+++ GIVEN RECORDS

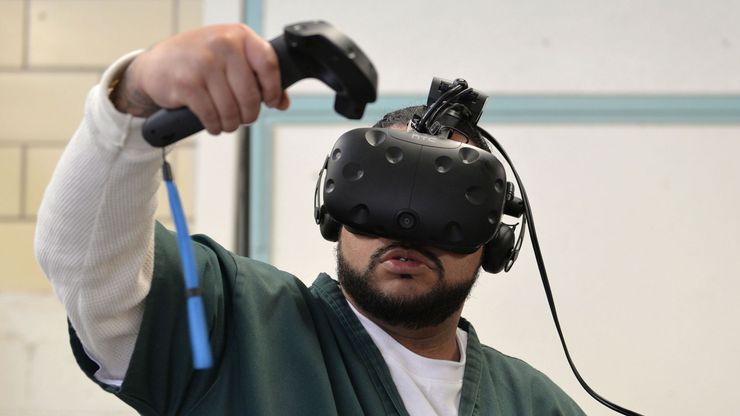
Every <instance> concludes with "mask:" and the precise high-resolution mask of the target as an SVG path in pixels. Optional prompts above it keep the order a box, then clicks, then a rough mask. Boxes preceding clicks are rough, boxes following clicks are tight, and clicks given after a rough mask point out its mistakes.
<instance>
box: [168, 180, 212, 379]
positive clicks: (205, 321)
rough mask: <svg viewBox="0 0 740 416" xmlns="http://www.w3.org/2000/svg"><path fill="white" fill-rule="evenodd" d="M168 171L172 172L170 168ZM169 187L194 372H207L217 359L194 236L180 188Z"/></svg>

++++++
+++ GIVEN RECORDS

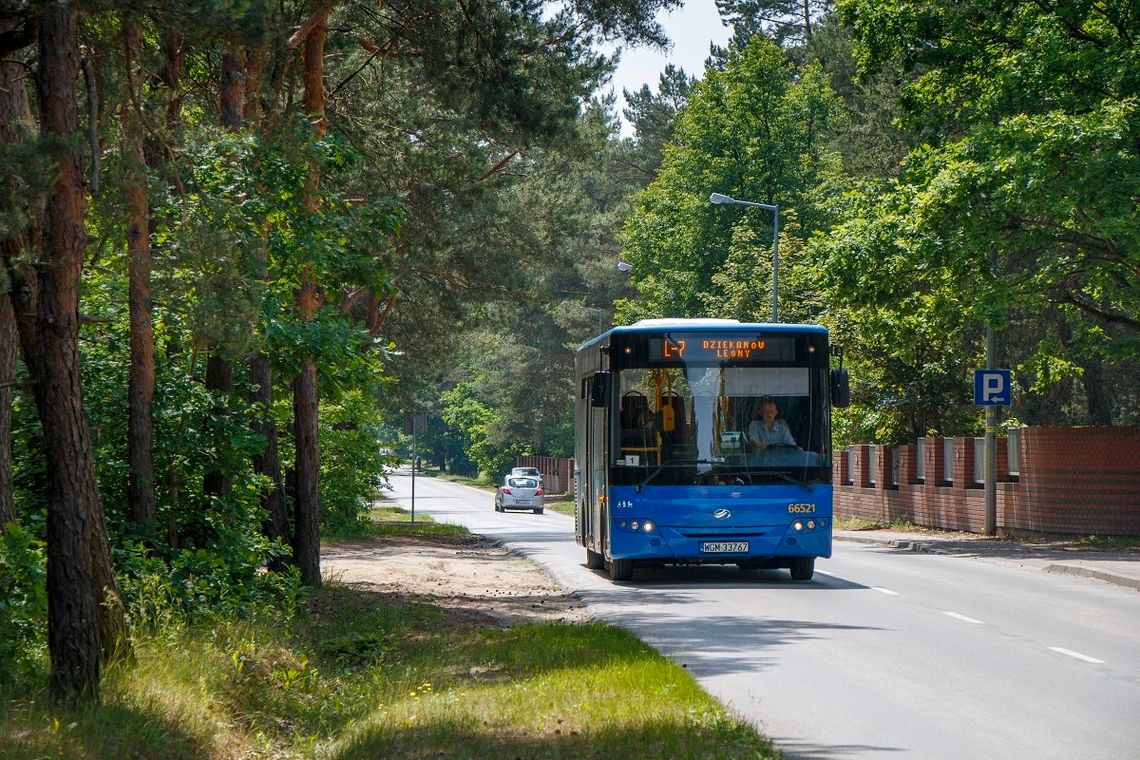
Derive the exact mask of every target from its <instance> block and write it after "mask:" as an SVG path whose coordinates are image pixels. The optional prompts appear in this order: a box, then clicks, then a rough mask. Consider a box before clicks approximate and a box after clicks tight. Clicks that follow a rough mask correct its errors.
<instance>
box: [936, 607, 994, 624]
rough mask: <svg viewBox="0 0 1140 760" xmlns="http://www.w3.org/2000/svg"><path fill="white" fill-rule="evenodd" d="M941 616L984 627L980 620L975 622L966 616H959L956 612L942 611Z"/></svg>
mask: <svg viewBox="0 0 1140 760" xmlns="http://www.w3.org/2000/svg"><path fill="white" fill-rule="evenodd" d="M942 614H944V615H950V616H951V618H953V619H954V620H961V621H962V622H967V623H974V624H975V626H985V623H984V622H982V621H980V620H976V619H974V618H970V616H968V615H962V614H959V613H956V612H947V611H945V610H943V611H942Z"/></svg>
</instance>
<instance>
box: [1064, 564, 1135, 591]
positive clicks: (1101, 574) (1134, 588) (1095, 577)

++++++

- **WHAT YOU WILL DO**:
Please write out again the records from the line with "Every <instance> concludes" up to and including the line with "171L172 172L170 168ZM169", switching "rough mask" to "coarse mask" and keeping everything else unchanged.

- **TASK RESULT**:
Every <instance> concludes with "mask:" and the precise high-resolution mask of the target as an SVG path in pixels. Optional prompts above it keep the order a box, then clicks, then a coarse mask. Boxes preceding clicks are rough, boxes following clicks are tight, and clicks given after a coarse mask point out its mistakes.
<instance>
box: [168, 180, 212, 379]
positive clicks: (205, 321)
coarse mask: <svg viewBox="0 0 740 416" xmlns="http://www.w3.org/2000/svg"><path fill="white" fill-rule="evenodd" d="M168 171L172 172L170 168ZM169 187L194 372H207L217 359L194 236L180 188Z"/></svg>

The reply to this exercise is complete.